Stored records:
________________________
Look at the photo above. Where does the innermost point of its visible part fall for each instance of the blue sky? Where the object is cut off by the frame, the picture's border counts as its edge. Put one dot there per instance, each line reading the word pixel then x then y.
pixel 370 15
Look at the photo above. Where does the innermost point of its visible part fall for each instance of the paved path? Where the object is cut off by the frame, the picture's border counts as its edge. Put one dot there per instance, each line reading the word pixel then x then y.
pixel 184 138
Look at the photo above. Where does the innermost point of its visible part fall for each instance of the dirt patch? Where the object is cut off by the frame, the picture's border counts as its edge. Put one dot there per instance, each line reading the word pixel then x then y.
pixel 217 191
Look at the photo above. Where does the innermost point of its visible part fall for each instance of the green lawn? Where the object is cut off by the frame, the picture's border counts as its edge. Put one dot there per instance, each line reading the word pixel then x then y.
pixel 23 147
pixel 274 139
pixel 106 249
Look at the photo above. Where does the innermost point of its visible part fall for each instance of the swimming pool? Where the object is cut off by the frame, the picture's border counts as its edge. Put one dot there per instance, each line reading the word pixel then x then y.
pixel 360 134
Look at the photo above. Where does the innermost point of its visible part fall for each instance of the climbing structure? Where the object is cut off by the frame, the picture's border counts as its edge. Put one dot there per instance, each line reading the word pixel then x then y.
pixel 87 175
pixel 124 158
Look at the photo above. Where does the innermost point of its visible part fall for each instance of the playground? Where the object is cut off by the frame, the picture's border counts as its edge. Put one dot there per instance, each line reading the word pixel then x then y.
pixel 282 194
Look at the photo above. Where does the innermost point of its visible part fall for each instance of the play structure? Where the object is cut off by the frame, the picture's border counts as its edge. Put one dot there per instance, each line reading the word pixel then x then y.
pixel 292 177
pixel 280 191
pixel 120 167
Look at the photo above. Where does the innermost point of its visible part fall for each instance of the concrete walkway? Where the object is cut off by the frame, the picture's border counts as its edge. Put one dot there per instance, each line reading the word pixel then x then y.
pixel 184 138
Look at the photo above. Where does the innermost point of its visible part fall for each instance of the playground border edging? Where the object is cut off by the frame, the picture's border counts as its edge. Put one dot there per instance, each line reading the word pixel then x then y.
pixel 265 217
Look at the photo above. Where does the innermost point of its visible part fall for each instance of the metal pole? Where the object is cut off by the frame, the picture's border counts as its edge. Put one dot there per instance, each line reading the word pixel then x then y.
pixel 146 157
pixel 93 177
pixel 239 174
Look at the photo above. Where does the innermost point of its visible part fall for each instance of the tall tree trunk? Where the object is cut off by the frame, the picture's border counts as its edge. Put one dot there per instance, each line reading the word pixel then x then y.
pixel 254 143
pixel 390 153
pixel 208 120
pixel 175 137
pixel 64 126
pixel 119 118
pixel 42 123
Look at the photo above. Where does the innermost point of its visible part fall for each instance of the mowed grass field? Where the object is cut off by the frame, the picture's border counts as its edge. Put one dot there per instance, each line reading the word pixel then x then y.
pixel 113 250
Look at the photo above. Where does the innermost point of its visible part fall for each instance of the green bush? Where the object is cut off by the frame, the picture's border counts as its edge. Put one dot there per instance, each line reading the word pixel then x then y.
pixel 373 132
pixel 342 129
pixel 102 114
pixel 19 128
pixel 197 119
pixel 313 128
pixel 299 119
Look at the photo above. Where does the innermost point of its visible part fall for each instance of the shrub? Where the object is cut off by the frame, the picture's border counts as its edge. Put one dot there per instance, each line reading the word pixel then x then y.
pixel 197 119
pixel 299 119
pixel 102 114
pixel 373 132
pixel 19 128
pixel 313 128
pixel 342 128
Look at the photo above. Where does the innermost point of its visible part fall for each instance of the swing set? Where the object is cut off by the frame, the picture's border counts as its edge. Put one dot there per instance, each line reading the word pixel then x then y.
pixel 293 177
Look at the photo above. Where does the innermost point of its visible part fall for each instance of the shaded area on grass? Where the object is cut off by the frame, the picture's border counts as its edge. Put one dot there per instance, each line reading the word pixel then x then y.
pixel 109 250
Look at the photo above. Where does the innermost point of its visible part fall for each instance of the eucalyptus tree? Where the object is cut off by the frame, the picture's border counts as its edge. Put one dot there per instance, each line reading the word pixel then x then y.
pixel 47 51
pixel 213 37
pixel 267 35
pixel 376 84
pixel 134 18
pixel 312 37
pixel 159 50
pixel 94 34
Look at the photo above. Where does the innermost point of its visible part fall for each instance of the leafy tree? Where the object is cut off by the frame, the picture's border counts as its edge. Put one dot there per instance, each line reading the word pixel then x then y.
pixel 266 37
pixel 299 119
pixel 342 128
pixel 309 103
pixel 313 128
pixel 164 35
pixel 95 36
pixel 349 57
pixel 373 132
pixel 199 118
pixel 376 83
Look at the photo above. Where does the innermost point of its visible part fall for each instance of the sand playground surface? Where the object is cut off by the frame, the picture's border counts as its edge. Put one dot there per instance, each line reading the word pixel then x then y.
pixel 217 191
________________________
All records should be returned verbatim, none left out.

Look at the photo above. Where does the innermost point of its visible part fall for each instance of the blue sky? Where the object is cut off by the frame, the picture's border counts as its edge. Put one dot there per instance, each line reading the word pixel then x then y.
pixel 370 15
Look at the photo above. Where does the innermost point of its visible part fall for each instance of the paved path? Where the object is cut off by the frame, the picture's border counts as its edge. Put one dot there per instance, each line reading the word pixel then x then y.
pixel 184 138
Look at the photo above. Where does the innermost point of its visible part fall for each instance of the dirt patch? Where the object is cut off by the frame, the picture's border counts as its edge. Put one dot there per instance, each line reading the word pixel then x then y.
pixel 217 191
Look at the photo above. Where does the innermost point of its visible part fall for each instance of the green lawn? Where the object is cut off by the frame, the picture's border counts as its edge. Put one dot there per instance, each line reading the word pixel then x then y.
pixel 23 147
pixel 274 139
pixel 106 249
Look at the photo above. Where does the innermost point of its visible part fall for each instance of the swimming pool? Where the object is cut off by the frame, the picture's border counts as its edge. Put one dot there per instance, each line reading the word pixel then x then y.
pixel 360 134
Look at the photo above. Where does the innermost point of its visible part fall for each instance of the climbing structure? Where the object is cut off by the frame, the picture's border counts as its edge. Put one dot there per instance, each line reading the word pixel then x then y.
pixel 87 175
pixel 124 158
Look at the photo above. Where does the innermost point of its visible part fall for each instance of the playground? Where the object is cut off by the frame, the picture's border counts as its edge. Put one dot there per instance, each line reading the word pixel then x then y.
pixel 282 194
Look at the photo above. Where does the innermost point of its visible part fall for each instance of the play structure? Where the object is cut off by the frame, the picture's border counts as its edge. Put one dot there per instance, each line reading the word pixel then x then y.
pixel 292 177
pixel 280 191
pixel 120 167
Look at the photo above. Where does the innermost point of its visible part fall for each instance of the concrete walkway? Where the object is cut off by the frame, the picture's border counts as its edge. Put one dot there per instance, each line reading the word pixel then x then y.
pixel 184 138
Look at the photo above. Where does the innermost point of its visible part fall for each instance of the playground border edging? Where the object is cut off by the frame, the picture's border counts as its edge. Put one dot there per instance, each line reading the word pixel then x then y.
pixel 265 217
Look at the photo above. Where does the innermost point of its visible part fall for each instance of the metal pole? Where the object is cut off by the frame, the picture's border counts as its edge. Put one dot there per instance, each line reading the word pixel then x then y.
pixel 146 157
pixel 93 177
pixel 239 174
Look at the photo above. Where does the innermost point of its visible part fall for each instance of the tall tree trunk? Where the object is cut off by the frame, the picture's border counts as its edge. Put one dot there per instance, each line reading the word pixel then x then y.
pixel 254 143
pixel 390 153
pixel 208 120
pixel 175 137
pixel 64 126
pixel 119 118
pixel 42 123
Look at the photo above. Where does the innermost point of its visible part fall for each instance of the mowed grass field? Where the object is cut off by the frame, the picture's border counts as its edge. Put one dot there per instance, each line reading the word pixel then x then y.
pixel 113 250
Look at the photo above. Where does the innermost point of its visible part fall for each instance of the green bush? Where the object is cut off by the frame, the picture's border counts as its edge. Put one dot there per instance, each line reading the word pixel then x then y.
pixel 373 132
pixel 342 129
pixel 102 114
pixel 19 128
pixel 197 119
pixel 313 128
pixel 299 119
Look at the photo above. Where does the innermost point of its visible part fall for each instance of the shrub? Where the object is cut off by the frame, the picture's border counts as its edge. Put one dot there per instance, each line reading the word pixel then x then y.
pixel 197 119
pixel 299 119
pixel 102 114
pixel 373 132
pixel 19 128
pixel 313 128
pixel 342 128
Look at the photo above. Where does the innermost point of its visible part fall for each instance of the swing set? Where the object is cut off by the frame, the picture's border counts as its edge. Put one dot there per instance, each line reading the word pixel then x then y.
pixel 293 177
Look at the photo above. Where does the innermost point of its visible part fall for each instance of the shaded area on grass? Where the object is cut off by the frame, the picture's border counts as its edge. Put one dot there per instance, each line reading the word pixel then x then y.
pixel 109 250
Look at the photo above. Where does the innermost point of its visible part fall for each instance of the eucalyptus tree? Where the object is cut off by the frame, the picture's border counts as its edge. Put one dot there per instance, each line reading the word pixel then x then y.
pixel 47 51
pixel 213 37
pixel 267 35
pixel 376 84
pixel 134 18
pixel 312 37
pixel 159 50
pixel 94 34
Look at the photo above. Where does the innermost point of its visible part fall for each instance of the leafy tree? Where the object is cut off by the frame, the picture's border counts as its edge. Put one dot there per instance, each line reading the word pixel then x then y.
pixel 266 37
pixel 299 119
pixel 342 128
pixel 309 103
pixel 313 128
pixel 164 35
pixel 95 36
pixel 349 57
pixel 373 132
pixel 199 118
pixel 376 83
Look at the photo above. Where does the innermost point of its visible part fall for each instance of the sand playground surface? Where the object is cut off by the frame, the picture's border counts as its edge. Put one dot there per instance, each line reading the word pixel then x then y.
pixel 217 191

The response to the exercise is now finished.